● **SUPPLIED TEXT**:
>>>
Direct vasoconstriction as a possible cause for amphotericin B-induced nephrotoxicity in rats

In anesthetized rats we tested the hypothesis that amphotericin B (AmB) reduces glomerular filtration rate (GFR) by activating the tubuloglomerular feedback (TGF) mechanism. Infusion of 1 mg/kg AmB over 50 min was followed by a reduction in kidney GFR (from 0.47±0.03 to 0.39±0.02 ml/min per 100 g body wt during the second hour after infusion; P < 0.05) and by an increase in urine flow and urinary chloride excretion. Single-nephron GFR (SNGFR) measured in proximal (TGF interrupted) or distal tubules (TGF intact) decreased to a similar degree from 33.4±1.8 and 30.6±1.2 nl/min in the control period to 19.7±1.9 and 21.2±1.6 nl/min during the second hour after AmB infusion (P < 0.05). Distal chloride concentrations and TGF responses to changes in loop of Henle flow rate were not significantly altered by AmB. AmB at 10^-5 M reduced the diameter of isolated perfused afferent arterioles from rabbit kidneys. In isometrically contracting rings of rabbit aorta and renal artery in vitro AmB produced endothelium-independent constriction, with half-maximal contraction (EC₅₀) being achieved by 1.8 X 10^-6 and 2.6 X 10^-6 M in intact vessels and 1.3 X 10^-6 and 1.7 X 10^-6 M in endothelium-denuded vessels respectively. Tension development did not occur in Ca-free media or in the presence of Ca channel blockers. Pretreatment with ouabain or Bay K 8644 potentiated the effect of AmB. The vasoconstrictive effect of AmB was counteracted by aminophyltine and atrial natriuretic peptide. We conclude that the AmB-induced reduction in GFR is not caused by TGF activation and that AmB has a direct vasoconstrictor effect that is probably initiated by depolarization-induced opening of Ca channels. This effect may be an important component of the nephrotoxic actions of AmB.
<<<
● **TASK TO CARRY OUT**: List every rabbit blood vessel that the amphotericin B abstract says was exposed to AmB. Rely on the amphotericin B abstract alone, not on outside knowledge.

● **DATA EXCERPT**:
>>>
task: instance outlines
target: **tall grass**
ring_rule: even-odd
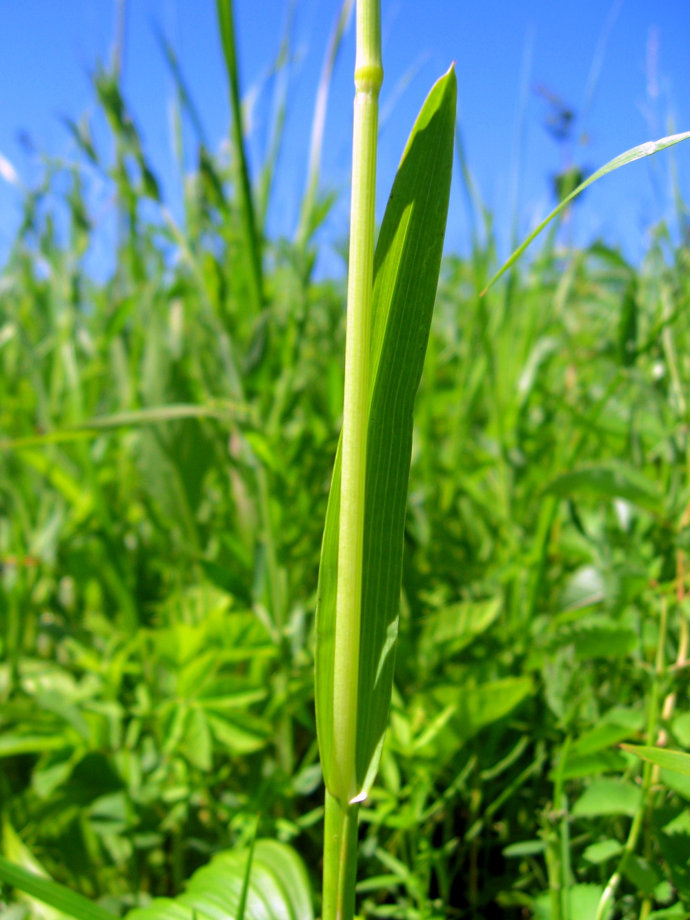
[[[199,144],[178,224],[117,75],[95,91],[115,159],[73,125],[75,161],[27,197],[0,286],[7,920],[53,920],[46,901],[85,916],[41,873],[150,920],[242,903],[311,920],[345,292],[310,277],[309,233],[257,229],[258,302],[236,152]],[[122,215],[103,283],[85,268],[89,170]],[[487,219],[470,257],[443,263],[402,590],[382,620],[401,597],[390,716],[359,803],[361,915],[593,920],[613,903],[649,920],[690,903],[683,765],[645,770],[619,746],[657,748],[638,753],[659,766],[690,745],[690,257],[672,238],[653,228],[635,266],[554,236],[482,297]]]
<<<
● **RESULT**: Afferent arterioles from rabbit kidneys (isolated and perfused), rabbit aorta, and rabbit renal artery.